** DATASET follows **
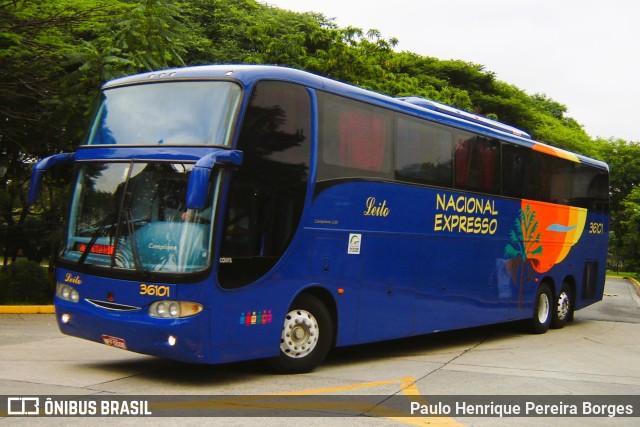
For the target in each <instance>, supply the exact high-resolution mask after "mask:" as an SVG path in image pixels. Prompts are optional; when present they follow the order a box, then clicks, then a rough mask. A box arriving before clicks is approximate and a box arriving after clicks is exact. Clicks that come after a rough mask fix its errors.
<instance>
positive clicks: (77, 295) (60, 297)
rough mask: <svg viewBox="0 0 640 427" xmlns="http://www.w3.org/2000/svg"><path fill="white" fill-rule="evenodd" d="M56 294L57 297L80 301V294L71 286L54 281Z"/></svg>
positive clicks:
** End of DATASET **
The expected result is the data above in exact form, free of pictures.

-- SOLUTION FOR THIS PROBLEM --
For the target in each <instance>, supply the exact high-resolution mask after "mask:" as an SVG path in image pixels. Prompts are optional; when present they follow the order a box, then clicks, then a rough mask. A box arriving before clicks is approximate and a box arriving after clicks is exact. Clicks that come after a rough mask fix its errors.
<instance>
positive clicks: (77, 295) (60, 297)
rough mask: <svg viewBox="0 0 640 427" xmlns="http://www.w3.org/2000/svg"><path fill="white" fill-rule="evenodd" d="M56 294L57 297L80 301V294L71 286L54 281Z"/></svg>
positive clicks:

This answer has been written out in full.